Tapping into the buoyant footwear market.

Shoe sales are predicted to grow 3.9% annually to 2027 in the UK and this positive trajectory has helped revenues at Dr Martens break the £1 billion threshold for the first time in its 60-plus year history.

 

The company reported this milestone at its full-year results – for the 12-months to the end of March – that represents a 10% increase on the previous year. This reflects the company’s continued focus on direct-to-consumer channels, with such sales rising 16% to £520.7 million, versus a 4% decline in wholesale revenues. It was fuelled by the opening of 52 new stores in the UK and 14 franchise outlets in Japan transferring to Dr Martens control where DTC now accounts for 80% of the sales mix in that country. The company’s omni-channel strategy has also been progressing well with trials of look-up in-store inventory, click & collect, and the launch of a repair and resale service with Depop. 

 

However, profitability of the group was impacted by its poor performance in the US, according to Kenny Wilson, CEO of Dr Martens, who stated: “Against the backdrop of a challenging environment we made operational mistakes such as the move to our LA Distribution Centre, and how we executed our marketing campaigns and ecommerce trading. We have undertaken detailed reviews to understand why these issues occurred and have begun to embed the lessons learned into the business.”

 

The US issues proved a drag on sales of the group’s iconic boots, with a decline of 10% across the group, but this was offset by strong demand for its shoes (up 51%) and sandals (up 54%). The company is looking to grow its presence in these categories and this broadening out of its offer will enable it to tap into the wider footwear market that is worth around £14 billion.

-------

Exercises to complete:
1. According to the article on Dr Martens' results, by how much did the company's direct-to-consumer sales rise?
2. Translate this sentence from the Dr Martens article into French: "Shoe sales are predicted to grow 3.9% annually to 2027 in the UK and this positive trajectory has helped revenues at Dr Martens break the £1 billion threshold for the first time in its 60-plus year history."
3. Continue the article on Dr Martens' results, picking up after its final sentence.

(Object pointing dataset items)

-------

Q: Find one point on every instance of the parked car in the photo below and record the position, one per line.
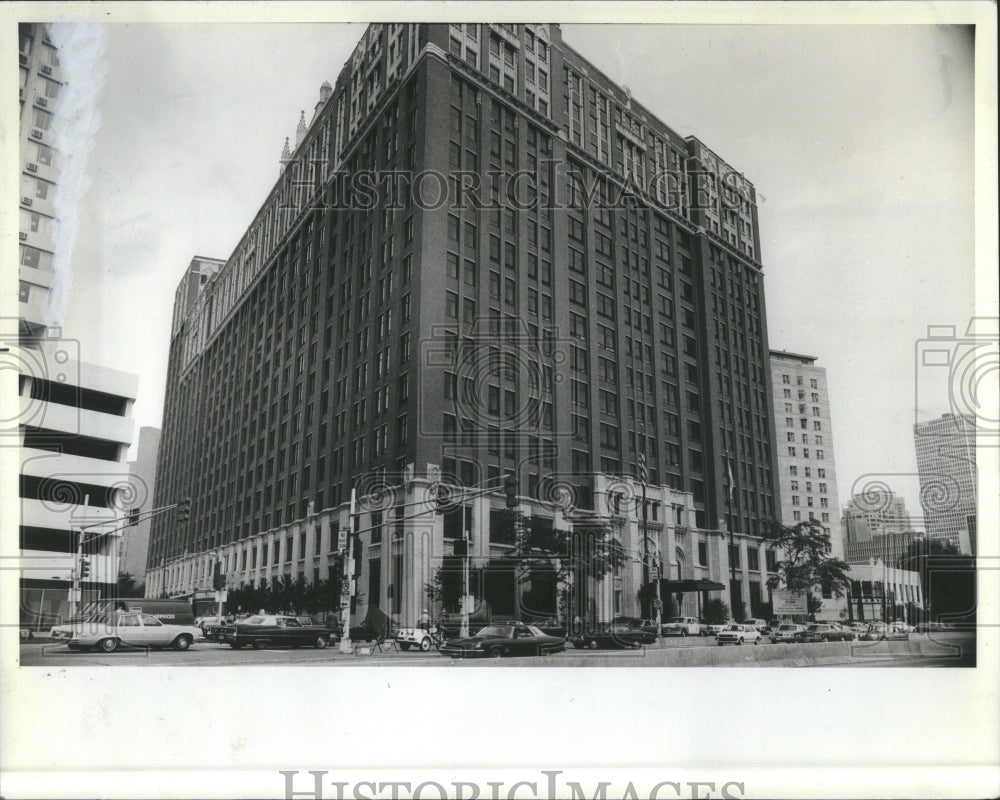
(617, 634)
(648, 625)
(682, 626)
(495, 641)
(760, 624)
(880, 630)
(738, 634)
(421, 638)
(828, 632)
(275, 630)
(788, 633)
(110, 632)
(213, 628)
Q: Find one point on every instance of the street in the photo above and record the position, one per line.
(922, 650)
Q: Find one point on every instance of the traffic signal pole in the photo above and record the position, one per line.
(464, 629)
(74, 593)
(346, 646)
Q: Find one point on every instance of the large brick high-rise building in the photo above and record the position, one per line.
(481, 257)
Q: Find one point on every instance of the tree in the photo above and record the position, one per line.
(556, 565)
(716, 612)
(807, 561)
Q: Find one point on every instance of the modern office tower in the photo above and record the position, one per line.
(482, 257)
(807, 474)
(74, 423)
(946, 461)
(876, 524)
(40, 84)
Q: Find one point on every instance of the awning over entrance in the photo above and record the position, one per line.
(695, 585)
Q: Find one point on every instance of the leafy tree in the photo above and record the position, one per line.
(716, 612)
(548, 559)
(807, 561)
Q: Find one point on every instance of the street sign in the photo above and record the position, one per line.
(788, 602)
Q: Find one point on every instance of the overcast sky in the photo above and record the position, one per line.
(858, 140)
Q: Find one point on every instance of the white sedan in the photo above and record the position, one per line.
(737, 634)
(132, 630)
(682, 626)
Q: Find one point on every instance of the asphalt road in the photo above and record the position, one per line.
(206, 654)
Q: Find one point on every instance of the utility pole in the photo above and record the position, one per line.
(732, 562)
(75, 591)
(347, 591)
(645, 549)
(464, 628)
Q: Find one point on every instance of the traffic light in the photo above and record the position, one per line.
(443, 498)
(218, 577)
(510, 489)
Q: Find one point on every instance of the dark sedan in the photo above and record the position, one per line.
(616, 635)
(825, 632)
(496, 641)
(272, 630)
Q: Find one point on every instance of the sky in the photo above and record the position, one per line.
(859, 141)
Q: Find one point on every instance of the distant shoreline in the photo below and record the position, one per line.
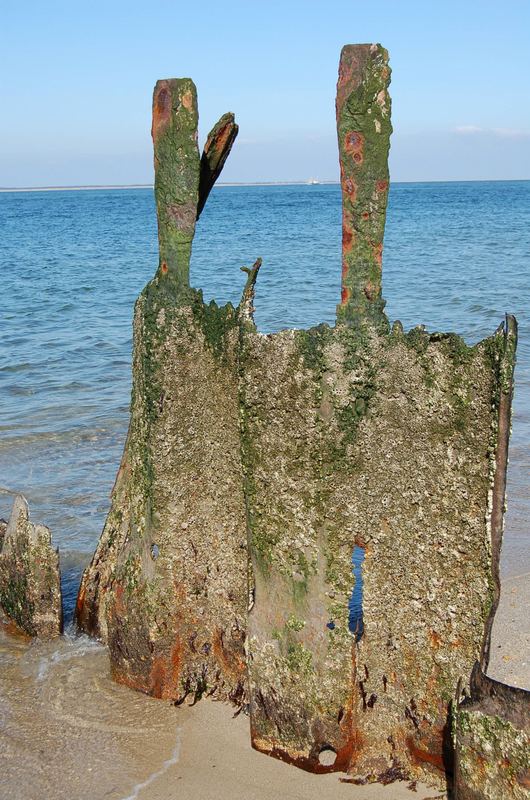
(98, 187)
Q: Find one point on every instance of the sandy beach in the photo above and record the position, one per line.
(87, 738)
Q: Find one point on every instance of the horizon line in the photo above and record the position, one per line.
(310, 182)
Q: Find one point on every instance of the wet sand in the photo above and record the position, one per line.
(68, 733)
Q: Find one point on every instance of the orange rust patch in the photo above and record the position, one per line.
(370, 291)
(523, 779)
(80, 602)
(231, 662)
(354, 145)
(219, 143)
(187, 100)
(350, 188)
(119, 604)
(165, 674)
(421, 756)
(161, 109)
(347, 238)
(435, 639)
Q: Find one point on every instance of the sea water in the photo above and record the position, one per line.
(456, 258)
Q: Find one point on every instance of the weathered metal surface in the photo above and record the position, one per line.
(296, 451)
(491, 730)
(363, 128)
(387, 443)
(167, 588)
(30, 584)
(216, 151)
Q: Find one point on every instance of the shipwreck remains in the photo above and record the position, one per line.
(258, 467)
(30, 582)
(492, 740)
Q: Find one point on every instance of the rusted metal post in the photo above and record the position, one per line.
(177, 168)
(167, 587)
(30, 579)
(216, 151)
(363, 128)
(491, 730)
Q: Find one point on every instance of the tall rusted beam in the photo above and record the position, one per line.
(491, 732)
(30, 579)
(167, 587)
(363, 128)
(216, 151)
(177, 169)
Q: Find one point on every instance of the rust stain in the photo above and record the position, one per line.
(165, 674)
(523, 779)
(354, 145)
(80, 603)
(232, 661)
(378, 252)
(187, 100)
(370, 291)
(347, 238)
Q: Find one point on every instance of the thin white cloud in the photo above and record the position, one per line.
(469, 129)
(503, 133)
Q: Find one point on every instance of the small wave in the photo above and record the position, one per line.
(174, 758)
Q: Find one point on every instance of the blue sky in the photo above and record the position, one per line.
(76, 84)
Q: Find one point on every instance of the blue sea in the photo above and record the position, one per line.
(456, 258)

-------

Task-by-task answers:
1. They rose 16%, to £520.7 million.

2. Les ventes de chaussures au Royaume-Uni devraient progresser de 3,9 % par an jusqu'en 2027, et cette trajectoire positive a permis au chiffre d'affaires de Dr Martens de franchir le seuil du milliard de livres sterling pour la première fois en plus de 60 ans d'histoire.

3.
Marks & Spencer has its eye on the same footwear pie as it expands the third-party brands it sells on its website. The company began selling additional brands to complement its own offering in 2020 as it recognised that well-known brands dominate the footwear market, accounting for 76% of menswear sales and 45% of those in the womenswear category. 

 

The latest batch of names to join the roster include Crocs, Toms and US-based Skechers that is heavily skewed to sneakers. There is no doubt that this is the hottest part of the footwear market with a popularity that has spawned a vibrant resale market. 

 

Among the players in this field in the UK is The Edit that recently raised £4 million to fund the expansion of its online sneaker marketplace that sells new and used products of limited edition and rare products. Last year the company handled around 20,000 pairs of shoes generating nearly £10 million in revenue, which represents year-on-year growth of 500%. The beauty of the model is that the typical customer at The Edit will buy at least five pairs of sneakers a month and although the average sale price is £360 it is not unusual for this to reach more than £15,000 for certain products.